> Direction 1
Can you edit the forum thread on joining two extremely large tables, reproducing it starting with "From: Alex Filonov" and going on through "in message news:<b7ll20$qag$1$8300dec7_at_news.demon.co.uk>...", with "Alex Filonov" changed to "A. Filonov"?
> Direction 2
In the forum thread on joining two extremely large tables, what fill level does the reply say indexes typically have in real life?

Re: Join Two Extremely Large Tables

From: Alex Filonov <afilonov_at_yahoo.com>
Date: 17 Apr 2003 09:40:08 -0700
Message-ID: <336da121.0304170840.1419ef10@posting.google.com>

"Jonathan Lewis" <jonathan_at_jlcomp.demon.co.uk> wrote in message news:<b7ll20$qag$1$8300dec7_at_news.demon.co.uk>...
> How are you planning to use the 3-4 Billion rows
> that you generate ? This is probably a critical
> issue than the mechanism for generating them.
>
> If you hope to do some sort of grouping or
> ordering then that may dictate the method
> you HAVE to use on the join.
>
> Why do you think your index would be more
> than 10 levels deep ? How long is the index
> key ? At a generous 80 bytes, with an 8K
> block size, you get 100 entries per node so:
>

You mean when index was just rebuilt? In real life indexes don't have 100% fill. It's more like 2/3, and may be much worse sometimes.

> Height = 1 => 100 table rows
> Height = 2 => 10,000 table rows
> Height = 3 => 1,000,000 table rows
> Height = 4 => 100,000,000 table rows
> Height = 5 => 10,000,000,000 table rows
>
> In real life, your index is more likely to be
> height 4.
>
> Remember that the ordering of the result set
> from a hash join is effectively governed by
> the second table. If you want the 15 B rows
> for each A row in one shot to process them
> together, then you can't do a hash join unless
> you are prepared to do a sort of the full result
> set afterwards.
>
>
> --
> Regards
>
> Jonathan Lewis
> http://www.jlcomp.demon.co.uk
>
> The educated person is not the person
> who can answer the questions, but the
> person who can question the answers -- T. Schick Jr
>
>
> One-day tutorials:
> http://www.jlcomp.demon.co.uk/tutorial.html
>
> ____UK_______April 22nd
> ____USA_(FL)_May 2nd
> ____Denmark__May 21-23rd
> ____Sweden___June
> ____Finland__September
> ____Norway___September
>
> Three-day seminar:
> see http://www.jlcomp.demon.co.uk/seminar.html
> ____UK_(Manchester)_May x 2
> ____Estonia___June (provisional)

> Extracted material
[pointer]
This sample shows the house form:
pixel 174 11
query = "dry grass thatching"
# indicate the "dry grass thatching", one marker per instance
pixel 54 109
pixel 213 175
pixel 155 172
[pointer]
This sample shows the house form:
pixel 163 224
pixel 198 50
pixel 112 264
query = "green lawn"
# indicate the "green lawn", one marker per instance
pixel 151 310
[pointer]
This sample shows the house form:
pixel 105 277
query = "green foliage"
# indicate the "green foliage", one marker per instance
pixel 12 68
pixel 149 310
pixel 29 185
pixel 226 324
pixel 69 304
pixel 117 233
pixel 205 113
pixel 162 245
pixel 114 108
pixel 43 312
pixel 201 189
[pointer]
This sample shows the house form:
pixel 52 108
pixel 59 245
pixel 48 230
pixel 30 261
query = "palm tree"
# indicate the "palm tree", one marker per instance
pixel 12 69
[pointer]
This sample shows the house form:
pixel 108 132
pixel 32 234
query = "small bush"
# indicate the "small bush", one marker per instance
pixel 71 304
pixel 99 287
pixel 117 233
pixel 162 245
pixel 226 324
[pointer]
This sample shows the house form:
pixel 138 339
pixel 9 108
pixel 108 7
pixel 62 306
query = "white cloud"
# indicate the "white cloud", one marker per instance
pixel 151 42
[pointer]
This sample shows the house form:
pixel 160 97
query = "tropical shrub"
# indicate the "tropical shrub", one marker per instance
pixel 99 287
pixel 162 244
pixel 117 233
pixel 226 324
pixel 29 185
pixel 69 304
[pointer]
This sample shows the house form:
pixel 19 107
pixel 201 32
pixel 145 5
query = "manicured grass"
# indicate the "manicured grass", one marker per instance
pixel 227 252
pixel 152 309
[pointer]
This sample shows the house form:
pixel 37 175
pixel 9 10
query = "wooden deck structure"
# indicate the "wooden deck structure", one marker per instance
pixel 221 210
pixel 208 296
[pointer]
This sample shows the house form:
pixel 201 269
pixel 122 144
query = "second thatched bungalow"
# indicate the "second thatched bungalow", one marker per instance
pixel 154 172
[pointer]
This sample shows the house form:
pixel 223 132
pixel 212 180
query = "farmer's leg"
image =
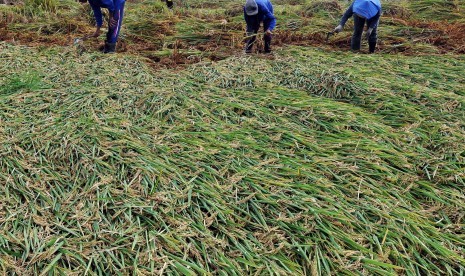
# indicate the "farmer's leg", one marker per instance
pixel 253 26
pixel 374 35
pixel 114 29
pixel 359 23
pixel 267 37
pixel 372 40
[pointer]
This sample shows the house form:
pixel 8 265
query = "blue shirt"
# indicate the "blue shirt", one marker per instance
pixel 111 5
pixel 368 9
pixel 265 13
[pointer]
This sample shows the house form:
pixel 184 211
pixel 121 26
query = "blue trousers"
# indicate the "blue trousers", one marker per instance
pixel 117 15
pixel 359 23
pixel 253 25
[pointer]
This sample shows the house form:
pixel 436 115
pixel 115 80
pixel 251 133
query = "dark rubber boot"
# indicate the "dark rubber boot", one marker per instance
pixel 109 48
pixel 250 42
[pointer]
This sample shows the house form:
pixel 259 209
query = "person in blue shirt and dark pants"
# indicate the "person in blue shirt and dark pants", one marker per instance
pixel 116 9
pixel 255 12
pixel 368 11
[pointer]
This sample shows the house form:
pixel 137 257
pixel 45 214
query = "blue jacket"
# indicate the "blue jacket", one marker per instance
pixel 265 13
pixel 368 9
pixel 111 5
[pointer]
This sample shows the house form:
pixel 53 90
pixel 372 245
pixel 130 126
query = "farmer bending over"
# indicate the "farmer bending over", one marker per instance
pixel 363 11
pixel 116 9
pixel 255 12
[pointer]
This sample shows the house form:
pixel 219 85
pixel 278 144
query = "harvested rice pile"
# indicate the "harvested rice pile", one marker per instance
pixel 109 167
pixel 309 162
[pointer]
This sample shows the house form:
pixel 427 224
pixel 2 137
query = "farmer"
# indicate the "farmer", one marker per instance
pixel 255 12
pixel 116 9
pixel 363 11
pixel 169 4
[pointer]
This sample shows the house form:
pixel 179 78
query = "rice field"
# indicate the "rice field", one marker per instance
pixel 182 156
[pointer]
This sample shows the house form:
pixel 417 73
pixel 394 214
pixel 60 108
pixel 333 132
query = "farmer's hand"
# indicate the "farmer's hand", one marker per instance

==

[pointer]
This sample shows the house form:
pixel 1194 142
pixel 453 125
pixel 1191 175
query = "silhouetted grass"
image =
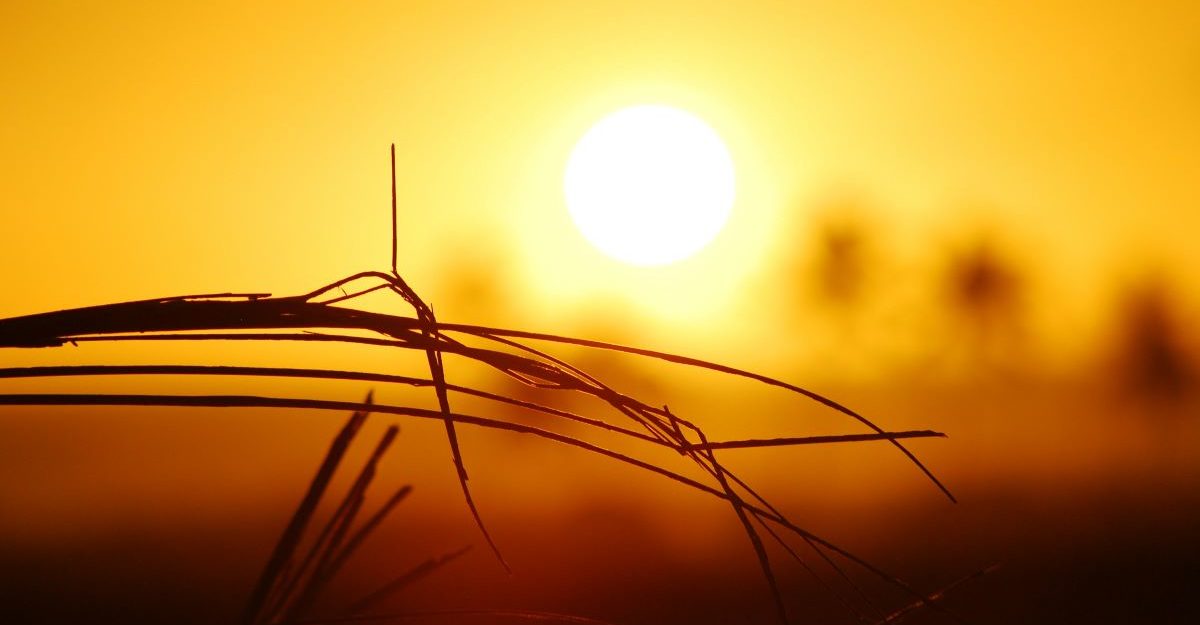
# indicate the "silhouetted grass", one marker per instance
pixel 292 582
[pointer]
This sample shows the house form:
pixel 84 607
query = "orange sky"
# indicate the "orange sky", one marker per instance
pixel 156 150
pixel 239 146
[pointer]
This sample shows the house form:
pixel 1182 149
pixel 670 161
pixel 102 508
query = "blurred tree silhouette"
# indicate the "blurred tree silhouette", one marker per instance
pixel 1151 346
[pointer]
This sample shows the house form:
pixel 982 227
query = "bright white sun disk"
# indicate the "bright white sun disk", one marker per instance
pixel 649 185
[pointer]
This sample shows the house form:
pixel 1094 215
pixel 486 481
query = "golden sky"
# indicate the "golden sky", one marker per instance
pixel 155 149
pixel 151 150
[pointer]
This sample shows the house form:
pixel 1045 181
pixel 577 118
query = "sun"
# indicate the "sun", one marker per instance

> Right answer 1
From: A. Filonov <afilonov_at_yahoo.com>
Date: 17 Apr 2003 09:40:08 -0700
Message-ID: <336da121.0304170840.1419ef10@posting.google.com>

"Jonathan Lewis" <jonathan_at_jlcomp.demon.co.uk> wrote in message news:<b7ll20$qag$1$8300dec7_at_news.demon.co.uk>...

> Right answer 2
More like 2/3, and sometimes much worse.